* **About this exercise**: Images within the entries are to be omitted; the remainder must be reproduced exactly.

** Input data follows **

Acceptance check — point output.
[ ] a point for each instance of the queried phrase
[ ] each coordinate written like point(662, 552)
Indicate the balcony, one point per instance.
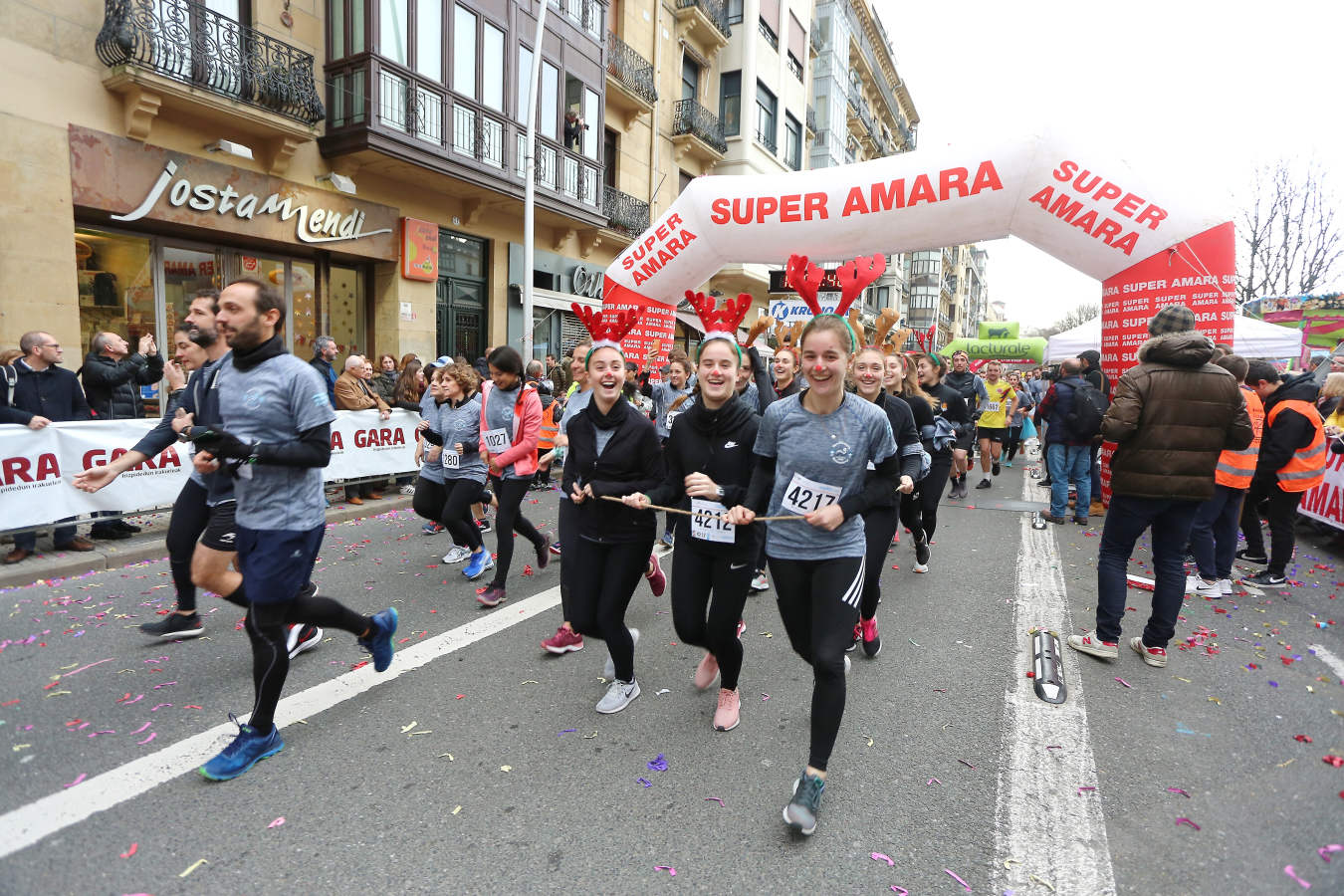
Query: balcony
point(378, 107)
point(625, 214)
point(629, 81)
point(706, 22)
point(698, 133)
point(181, 54)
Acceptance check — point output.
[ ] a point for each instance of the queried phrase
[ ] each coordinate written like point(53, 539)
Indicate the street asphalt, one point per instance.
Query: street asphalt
point(487, 770)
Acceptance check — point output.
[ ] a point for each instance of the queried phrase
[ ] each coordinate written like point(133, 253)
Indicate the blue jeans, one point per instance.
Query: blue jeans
point(1125, 522)
point(1068, 464)
point(1213, 539)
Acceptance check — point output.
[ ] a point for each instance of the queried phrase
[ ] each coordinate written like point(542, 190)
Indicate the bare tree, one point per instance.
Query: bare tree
point(1290, 239)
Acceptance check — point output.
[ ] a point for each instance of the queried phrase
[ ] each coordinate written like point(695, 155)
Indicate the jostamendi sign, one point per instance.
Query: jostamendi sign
point(138, 181)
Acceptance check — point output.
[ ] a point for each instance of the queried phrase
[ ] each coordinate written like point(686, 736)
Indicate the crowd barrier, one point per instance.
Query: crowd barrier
point(38, 466)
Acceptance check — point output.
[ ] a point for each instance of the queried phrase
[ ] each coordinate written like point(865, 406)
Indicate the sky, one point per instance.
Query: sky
point(1199, 89)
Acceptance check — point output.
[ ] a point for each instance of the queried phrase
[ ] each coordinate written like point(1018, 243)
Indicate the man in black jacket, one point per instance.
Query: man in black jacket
point(112, 377)
point(45, 394)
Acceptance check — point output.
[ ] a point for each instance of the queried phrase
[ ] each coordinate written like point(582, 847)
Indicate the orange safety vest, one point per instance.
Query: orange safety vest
point(1236, 469)
point(550, 429)
point(1306, 468)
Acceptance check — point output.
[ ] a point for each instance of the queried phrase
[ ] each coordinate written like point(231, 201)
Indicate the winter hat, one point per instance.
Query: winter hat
point(1174, 319)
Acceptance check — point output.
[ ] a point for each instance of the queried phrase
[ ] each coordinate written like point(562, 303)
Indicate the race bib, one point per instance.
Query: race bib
point(496, 441)
point(711, 528)
point(805, 496)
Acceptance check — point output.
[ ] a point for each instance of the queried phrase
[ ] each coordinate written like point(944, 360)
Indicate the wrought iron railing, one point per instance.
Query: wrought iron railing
point(714, 10)
point(630, 69)
point(690, 117)
point(191, 43)
point(625, 212)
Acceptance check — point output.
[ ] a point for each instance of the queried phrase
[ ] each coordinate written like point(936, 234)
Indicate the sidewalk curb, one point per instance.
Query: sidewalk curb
point(49, 568)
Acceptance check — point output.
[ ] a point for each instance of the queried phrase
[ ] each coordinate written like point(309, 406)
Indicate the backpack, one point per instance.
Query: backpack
point(1089, 408)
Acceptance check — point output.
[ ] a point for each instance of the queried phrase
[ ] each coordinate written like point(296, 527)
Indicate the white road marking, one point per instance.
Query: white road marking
point(1328, 658)
point(1040, 818)
point(30, 823)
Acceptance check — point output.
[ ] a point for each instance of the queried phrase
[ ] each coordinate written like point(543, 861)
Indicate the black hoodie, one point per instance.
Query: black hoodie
point(1289, 431)
point(719, 445)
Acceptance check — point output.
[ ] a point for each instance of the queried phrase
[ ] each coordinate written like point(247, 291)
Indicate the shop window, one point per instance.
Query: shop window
point(115, 283)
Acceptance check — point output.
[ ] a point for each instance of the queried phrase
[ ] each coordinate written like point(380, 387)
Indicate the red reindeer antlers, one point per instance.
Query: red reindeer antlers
point(719, 320)
point(609, 327)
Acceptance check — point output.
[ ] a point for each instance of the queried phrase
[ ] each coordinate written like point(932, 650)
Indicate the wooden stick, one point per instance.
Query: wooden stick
point(711, 516)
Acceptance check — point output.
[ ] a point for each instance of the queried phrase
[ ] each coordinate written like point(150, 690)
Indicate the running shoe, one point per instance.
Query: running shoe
point(379, 642)
point(871, 639)
point(706, 672)
point(657, 581)
point(479, 564)
point(491, 595)
point(726, 716)
point(618, 696)
point(245, 751)
point(175, 626)
point(1156, 657)
point(563, 641)
point(801, 811)
point(609, 669)
point(1094, 646)
point(303, 637)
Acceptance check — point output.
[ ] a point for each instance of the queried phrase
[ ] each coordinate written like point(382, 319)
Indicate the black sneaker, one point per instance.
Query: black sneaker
point(175, 626)
point(801, 811)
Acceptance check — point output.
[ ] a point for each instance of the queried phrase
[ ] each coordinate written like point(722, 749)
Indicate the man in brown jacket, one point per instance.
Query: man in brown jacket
point(353, 392)
point(1172, 416)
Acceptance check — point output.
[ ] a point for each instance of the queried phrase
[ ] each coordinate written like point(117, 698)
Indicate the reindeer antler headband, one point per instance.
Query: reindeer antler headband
point(606, 328)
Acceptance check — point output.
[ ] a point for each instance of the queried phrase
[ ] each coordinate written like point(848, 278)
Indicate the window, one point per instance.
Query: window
point(765, 118)
point(492, 68)
point(690, 78)
point(391, 38)
point(730, 103)
point(429, 38)
point(464, 51)
point(791, 142)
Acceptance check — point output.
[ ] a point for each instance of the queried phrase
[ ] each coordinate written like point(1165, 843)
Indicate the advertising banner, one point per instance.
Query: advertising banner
point(37, 466)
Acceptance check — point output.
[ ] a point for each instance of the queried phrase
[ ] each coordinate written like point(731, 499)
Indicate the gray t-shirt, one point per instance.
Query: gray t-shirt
point(276, 402)
point(818, 461)
point(463, 425)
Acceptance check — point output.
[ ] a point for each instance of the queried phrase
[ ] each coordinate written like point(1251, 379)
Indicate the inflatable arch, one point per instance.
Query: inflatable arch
point(1149, 245)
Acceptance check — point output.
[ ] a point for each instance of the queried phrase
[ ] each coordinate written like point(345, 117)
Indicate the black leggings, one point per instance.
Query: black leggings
point(818, 604)
point(930, 492)
point(185, 526)
point(605, 577)
point(265, 625)
point(879, 527)
point(694, 575)
point(510, 520)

** End of Input data **

* **Written reply**:
Acceptance check — point output.
[ ] a point for each instance of the queried phrase
[ ] each coordinate written like point(662, 552)
Indicate the balcony, one point per instance.
Query: balcony
point(378, 107)
point(625, 214)
point(629, 81)
point(706, 22)
point(698, 133)
point(181, 54)
Acceptance check — point output.
[ ] a point for each instance of the queried phrase
[ ] each coordinate written like point(53, 539)
Indicate the street asphalt, one point per instance.
Query: street asphalt
point(487, 770)
Acceptance check — point output.
[ ] a point for each instance of the queried phrase
[ ] each coordinate written like point(133, 253)
Indicate the blue jeans, one point per instance.
Query: blue jeans
point(1125, 522)
point(1068, 464)
point(1213, 539)
Acceptance check — point output.
[ ] a point for each instance of the queried phrase
[ ] each coordinate written like point(542, 190)
Indicate the bare tree, one point per instance.
Query: bare tree
point(1290, 239)
Acceptance check — point output.
[ ] a point for each instance of the queried phrase
[ ] each coordinate written like point(695, 155)
Indicate the jostamendi sign, one point per instance.
Query: jostamendi sign
point(138, 181)
Acceptance check — point output.
[ ] a point for each instance of the queried phrase
[ ] each coordinate written like point(686, 736)
Indicate the crowd barrier, one point per instance.
Query: crowd barrier
point(38, 466)
Acceptance check — point output.
[ ] a point for each instance of the queried phrase
[ ] each coordinate written like point(865, 406)
Indicate the sky, one point per instance.
Query: sky
point(1199, 89)
Acceptance check — point output.
[ ] a point for each instance of the queried phrase
[ ] each coordinate written like point(1018, 243)
Indicate the man in black jacket, one point per instance.
Query: man in black jacket
point(112, 377)
point(45, 394)
Acceptance check — point output.
[ ] a point for each instance of the queried phrase
[ ] each coordinate written like point(582, 847)
Indicate the orange safety vest, one point per instance.
Query: orange safety vest
point(1236, 469)
point(550, 429)
point(1306, 468)
Acceptance check — point output.
[ ] a point for each instance of the queried phrase
[ ] each coordinate written like point(231, 201)
Indicate the winter hat, one point per instance.
Query: winter hat
point(1174, 319)
Acceptance check — point output.
[ ] a point for each instance of the queried phrase
[ ] each coordinate written like point(562, 303)
Indicate the race bib, one point per instance.
Query: race bib
point(496, 441)
point(711, 528)
point(805, 496)
Acceptance check — point output.
[ ] a point for each instance of the queried phrase
[ ] each coordinate written like point(944, 360)
Indicate the wrought iron railing, one point per instance.
Query: wrought iron railing
point(714, 10)
point(630, 69)
point(690, 117)
point(191, 43)
point(625, 212)
Acceptance check — point output.
[ ] a point for each instance of the queried phrase
[ ] each coordinate written like point(936, 234)
Indicate the sidewalk curb, one point per instance.
Query: sidewalk curb
point(49, 568)
Acceptance check — point output.
[ ] a point for each instance of the queried phrase
[ ] each coordinate written like point(309, 406)
Indicate the backpack, one point per instance.
Query: backpack
point(1089, 408)
Acceptance check — point output.
[ ] a point for each instance of the queried phrase
[ ] each coordinate written like point(296, 527)
Indicate the white road marking, one point per instance.
Query: white road marking
point(1328, 658)
point(1040, 818)
point(30, 823)
Acceptance check — point output.
[ ] a point for each instance of the queried phrase
[ ] each coordinate written like point(543, 861)
Indicate the black hoodie, one point per instance.
Query: black hoodie
point(1289, 431)
point(719, 445)
Acceptance check — point output.
[ ] a point for each instance of the queried phrase
[ ] each coordinate written like point(247, 291)
Indicate the shop window, one point per instance.
Query: shop window
point(115, 283)
Acceptance check — point output.
[ ] a point for each instance of the queried phrase
[ ] each coordinate written like point(380, 387)
Indicate the red reindeer antlers, one point per instance.
Query: red reindeer antlers
point(719, 320)
point(609, 327)
Acceptance check — point output.
[ ] a point for each instance of the queried phrase
[ ] each coordinate written like point(932, 650)
Indicate the wooden stick, one point per instance.
Query: wooden stick
point(711, 516)
Acceptance check — point output.
[ ] a point for each instance of the queried phrase
[ ] each coordinate written like point(150, 690)
Indicate the running shoe, one point per instance.
Query: running shoe
point(379, 642)
point(871, 639)
point(706, 672)
point(657, 581)
point(479, 564)
point(491, 595)
point(726, 716)
point(618, 696)
point(245, 751)
point(175, 626)
point(1156, 657)
point(563, 641)
point(801, 811)
point(609, 669)
point(1094, 646)
point(303, 637)
Acceptance check — point output.
[ ] a point for each instance of the queried phrase
[ ] each coordinate written like point(382, 319)
Indicate the black sneaker, one point per instance.
Query: black sneaker
point(175, 626)
point(801, 811)
Acceptance check — point output.
[ ] a point for each instance of the queried phrase
[ ] each coordinate written like point(722, 749)
Indicate the man in brown jacket, one point per instance.
Query: man in brown jacket
point(353, 392)
point(1172, 416)
Acceptance check — point output.
[ ] a point for each instance of the queried phrase
[ ] each coordinate written like point(117, 698)
Indicate the reindeer antler headband, one point per instance.
Query: reindeer antler headband
point(606, 328)
Acceptance check — point output.
[ ] a point for each instance of the queried phrase
[ ] each coordinate written like point(848, 278)
Indicate the window, one point per instance.
Query: window
point(765, 118)
point(492, 68)
point(690, 78)
point(391, 38)
point(730, 103)
point(429, 38)
point(464, 51)
point(791, 142)
Acceptance check — point output.
[ ] a point for each instance of the queried phrase
[ ] each coordinate written like point(1165, 843)
Indicate the advertising banner, one point per instance.
Query: advertising banner
point(37, 466)
Acceptance check — point output.
[ ] a point for each instance of the queried phrase
[ ] each coordinate written like point(731, 499)
Indicate the gray t-shirt, one point per instance.
Query: gray t-shirt
point(276, 402)
point(818, 461)
point(463, 425)
Acceptance check — point output.
[ ] a point for each instance of the queried phrase
[ ] each coordinate written like point(1251, 379)
Indicate the inflatable arch, one point per instance.
Query: inflatable arch
point(1149, 245)
Acceptance check — point output.
[ ] a point for each instance of the queried phrase
[ ] each coordinate written like point(345, 117)
Indicate the black leggings, one point per instance.
Query: black leggings
point(818, 604)
point(930, 492)
point(185, 526)
point(605, 577)
point(265, 625)
point(879, 527)
point(694, 575)
point(510, 520)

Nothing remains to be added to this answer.